Text provided:

========================================

Attorneys reach evidence in Perry trial that led to charging the transgender woman with murder

Deputies place handcuffs on Donna R. Perry, 65, on June 5, 2017, at the beginning of her triple murder trial. Perry faces three counts of first-degree murder in connection with the killings of three women in 1990. (Thomas Clouse / SR)

Attorneys have spent a week questioning retired police detectives, reviewing lost evidence and recounting raids that netted guns not connected to the killings of three women in 1990. But on Tuesday, prosecutors brought the fingerprint and DNA evidence that is the crux of the serial killer case against a transgender woman.

The triple murder trial of Donna R. Perry, 65, reached the point where witnesses began talking of the decades-old evidence that prompted prosecutors in 2014 to charge Perry with the killings of Yolanda A. Sapp, Nickie I. Lowe and Kathleen A. Brisbois.

========================================

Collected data
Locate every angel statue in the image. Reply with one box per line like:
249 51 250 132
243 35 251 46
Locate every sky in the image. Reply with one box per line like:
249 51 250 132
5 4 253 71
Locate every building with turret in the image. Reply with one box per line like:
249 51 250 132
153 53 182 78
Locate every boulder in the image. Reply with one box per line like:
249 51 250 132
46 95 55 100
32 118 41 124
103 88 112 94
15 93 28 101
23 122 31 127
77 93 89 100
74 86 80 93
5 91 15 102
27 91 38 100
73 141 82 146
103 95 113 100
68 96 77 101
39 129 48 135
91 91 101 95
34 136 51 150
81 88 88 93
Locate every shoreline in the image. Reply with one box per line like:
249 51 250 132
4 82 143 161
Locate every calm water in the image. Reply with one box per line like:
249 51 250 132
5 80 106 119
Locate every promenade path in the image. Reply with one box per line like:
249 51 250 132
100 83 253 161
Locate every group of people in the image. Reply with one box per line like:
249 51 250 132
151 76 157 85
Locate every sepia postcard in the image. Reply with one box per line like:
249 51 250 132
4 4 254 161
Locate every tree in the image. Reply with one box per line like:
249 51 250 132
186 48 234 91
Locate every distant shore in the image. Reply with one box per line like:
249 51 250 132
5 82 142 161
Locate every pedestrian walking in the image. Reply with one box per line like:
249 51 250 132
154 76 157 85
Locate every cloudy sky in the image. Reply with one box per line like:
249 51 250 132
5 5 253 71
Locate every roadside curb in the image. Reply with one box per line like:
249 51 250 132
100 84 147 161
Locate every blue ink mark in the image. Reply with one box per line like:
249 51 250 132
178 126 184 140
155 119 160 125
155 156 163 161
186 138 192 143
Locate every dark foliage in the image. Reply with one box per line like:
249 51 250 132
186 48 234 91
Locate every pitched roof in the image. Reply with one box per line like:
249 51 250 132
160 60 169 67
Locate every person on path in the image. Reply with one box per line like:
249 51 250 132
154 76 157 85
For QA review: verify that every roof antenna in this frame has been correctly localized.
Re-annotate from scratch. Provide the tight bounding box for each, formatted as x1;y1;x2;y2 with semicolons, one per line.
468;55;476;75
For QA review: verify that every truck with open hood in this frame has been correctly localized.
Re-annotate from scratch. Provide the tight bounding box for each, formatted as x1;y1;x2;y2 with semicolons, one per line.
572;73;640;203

========================================

Work instructions: Copy the whole text about the Perry murder trial word for word.

Answer area:
Attorneys reach evidence in Perry trial that led to charging the transgender woman with murder

Deputies place handcuffs on Donna R. Perry, 65, on June 5, 2017, at the beginning of her triple murder trial. Perry faces three counts of first-degree murder in connection with the killings of three women in 1990. (Thomas Clouse / SR)

Attorneys have spent a week questioning retired police detectives, reviewing lost evidence and recounting raids that netted guns not connected to the killings of three women in 1990. But on Tuesday, prosecutors brought the fingerprint and DNA evidence that is the crux of the serial killer case against a transgender woman.

The triple murder trial of Donna R. Perry, 65, reached the point where witnesses began talking of the decades-old evidence that prompted prosecutors in 2014 to charge Perry with the killings of Yolanda A. Sapp, Nickie I. Lowe and Kathleen A. Brisbois.